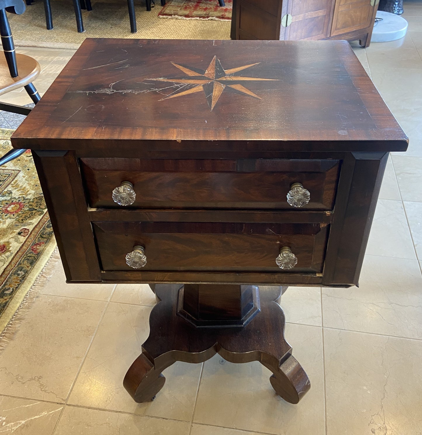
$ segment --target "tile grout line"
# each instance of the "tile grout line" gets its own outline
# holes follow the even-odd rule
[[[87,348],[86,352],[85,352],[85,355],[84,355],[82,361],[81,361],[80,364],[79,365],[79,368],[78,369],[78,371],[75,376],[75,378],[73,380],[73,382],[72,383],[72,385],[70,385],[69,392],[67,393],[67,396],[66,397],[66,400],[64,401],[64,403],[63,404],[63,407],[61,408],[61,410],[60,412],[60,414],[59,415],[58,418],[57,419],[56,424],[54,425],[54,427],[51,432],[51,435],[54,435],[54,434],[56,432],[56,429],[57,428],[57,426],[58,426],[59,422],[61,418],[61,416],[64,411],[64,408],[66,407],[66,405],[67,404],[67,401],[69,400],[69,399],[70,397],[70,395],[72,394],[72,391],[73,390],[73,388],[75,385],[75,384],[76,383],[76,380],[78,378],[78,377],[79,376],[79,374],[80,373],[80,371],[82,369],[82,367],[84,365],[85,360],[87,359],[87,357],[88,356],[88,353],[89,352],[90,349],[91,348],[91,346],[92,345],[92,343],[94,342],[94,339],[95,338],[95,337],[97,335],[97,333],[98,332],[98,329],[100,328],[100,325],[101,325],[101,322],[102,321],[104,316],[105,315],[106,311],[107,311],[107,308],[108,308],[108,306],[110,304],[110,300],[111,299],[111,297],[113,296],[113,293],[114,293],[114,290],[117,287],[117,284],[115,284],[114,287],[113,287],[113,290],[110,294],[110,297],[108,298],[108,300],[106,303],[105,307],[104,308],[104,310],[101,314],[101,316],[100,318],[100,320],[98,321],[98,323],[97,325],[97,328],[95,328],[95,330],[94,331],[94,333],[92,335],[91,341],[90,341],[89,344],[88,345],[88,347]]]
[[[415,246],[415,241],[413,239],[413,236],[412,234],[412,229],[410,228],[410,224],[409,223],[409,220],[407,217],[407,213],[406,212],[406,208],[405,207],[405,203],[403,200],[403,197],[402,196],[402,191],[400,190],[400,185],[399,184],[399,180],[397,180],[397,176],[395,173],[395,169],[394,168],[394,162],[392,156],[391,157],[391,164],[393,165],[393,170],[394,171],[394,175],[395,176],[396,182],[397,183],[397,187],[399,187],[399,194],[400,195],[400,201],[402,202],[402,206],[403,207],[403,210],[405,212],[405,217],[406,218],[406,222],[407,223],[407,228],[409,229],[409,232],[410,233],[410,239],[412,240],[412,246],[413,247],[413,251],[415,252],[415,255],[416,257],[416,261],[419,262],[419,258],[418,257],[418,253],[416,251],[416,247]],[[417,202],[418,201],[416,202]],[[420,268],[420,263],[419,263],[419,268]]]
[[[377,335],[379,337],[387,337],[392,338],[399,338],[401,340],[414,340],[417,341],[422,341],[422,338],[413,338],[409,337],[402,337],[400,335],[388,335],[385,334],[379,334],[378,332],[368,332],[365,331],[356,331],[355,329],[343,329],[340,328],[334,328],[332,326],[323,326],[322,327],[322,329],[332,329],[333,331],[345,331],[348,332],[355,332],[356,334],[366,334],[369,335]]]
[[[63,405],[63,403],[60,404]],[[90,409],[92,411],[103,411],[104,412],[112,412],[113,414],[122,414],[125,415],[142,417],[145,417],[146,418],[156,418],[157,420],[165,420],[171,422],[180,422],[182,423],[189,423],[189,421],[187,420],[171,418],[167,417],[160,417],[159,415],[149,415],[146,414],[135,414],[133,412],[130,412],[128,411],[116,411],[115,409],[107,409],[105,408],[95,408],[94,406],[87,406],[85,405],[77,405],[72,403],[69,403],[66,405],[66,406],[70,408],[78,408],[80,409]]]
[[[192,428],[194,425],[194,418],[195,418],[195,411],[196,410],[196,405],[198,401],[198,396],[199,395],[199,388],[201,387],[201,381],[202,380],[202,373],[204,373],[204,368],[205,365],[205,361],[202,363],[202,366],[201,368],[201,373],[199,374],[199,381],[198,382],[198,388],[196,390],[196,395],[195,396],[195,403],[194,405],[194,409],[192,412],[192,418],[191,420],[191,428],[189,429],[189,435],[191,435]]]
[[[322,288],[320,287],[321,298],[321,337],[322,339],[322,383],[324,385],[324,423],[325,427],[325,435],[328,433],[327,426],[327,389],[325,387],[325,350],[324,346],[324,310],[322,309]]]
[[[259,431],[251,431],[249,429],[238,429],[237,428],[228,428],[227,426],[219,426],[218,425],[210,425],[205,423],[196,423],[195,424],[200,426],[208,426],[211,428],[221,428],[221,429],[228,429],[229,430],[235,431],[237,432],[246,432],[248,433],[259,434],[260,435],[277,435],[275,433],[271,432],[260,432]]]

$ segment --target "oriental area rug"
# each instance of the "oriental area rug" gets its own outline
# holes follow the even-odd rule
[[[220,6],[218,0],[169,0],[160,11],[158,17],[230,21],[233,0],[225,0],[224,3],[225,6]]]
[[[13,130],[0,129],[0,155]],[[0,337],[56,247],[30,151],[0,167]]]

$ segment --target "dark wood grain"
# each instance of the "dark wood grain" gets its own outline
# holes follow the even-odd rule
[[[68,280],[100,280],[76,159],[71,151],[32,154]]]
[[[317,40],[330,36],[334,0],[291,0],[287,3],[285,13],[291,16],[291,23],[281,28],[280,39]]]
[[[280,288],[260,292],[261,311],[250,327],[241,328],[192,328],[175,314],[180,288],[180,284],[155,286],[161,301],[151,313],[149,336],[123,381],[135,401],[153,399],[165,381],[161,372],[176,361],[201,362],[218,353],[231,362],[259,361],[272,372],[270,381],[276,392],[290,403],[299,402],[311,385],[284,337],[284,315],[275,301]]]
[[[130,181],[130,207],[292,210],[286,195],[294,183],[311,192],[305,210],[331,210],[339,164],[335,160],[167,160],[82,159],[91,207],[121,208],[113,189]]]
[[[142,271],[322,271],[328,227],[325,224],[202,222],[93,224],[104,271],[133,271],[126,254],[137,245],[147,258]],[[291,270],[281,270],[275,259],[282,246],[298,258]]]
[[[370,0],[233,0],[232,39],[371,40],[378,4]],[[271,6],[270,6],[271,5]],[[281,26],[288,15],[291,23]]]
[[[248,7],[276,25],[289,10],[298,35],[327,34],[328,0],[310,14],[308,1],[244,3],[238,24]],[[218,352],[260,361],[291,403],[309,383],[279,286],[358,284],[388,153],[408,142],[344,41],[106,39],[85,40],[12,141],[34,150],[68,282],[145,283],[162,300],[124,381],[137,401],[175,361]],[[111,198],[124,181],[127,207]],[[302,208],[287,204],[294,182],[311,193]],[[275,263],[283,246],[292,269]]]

▬▬▬▬▬▬

- What the exercise asks -
Identify each line in the data above that contains the string "grain" and copy those lines in full. Treat uppercase and lowercase letters as different.

- Exercise answer -
$ segment --target "dark wood grain"
# each instance of the "dark wood grain" gets its own outline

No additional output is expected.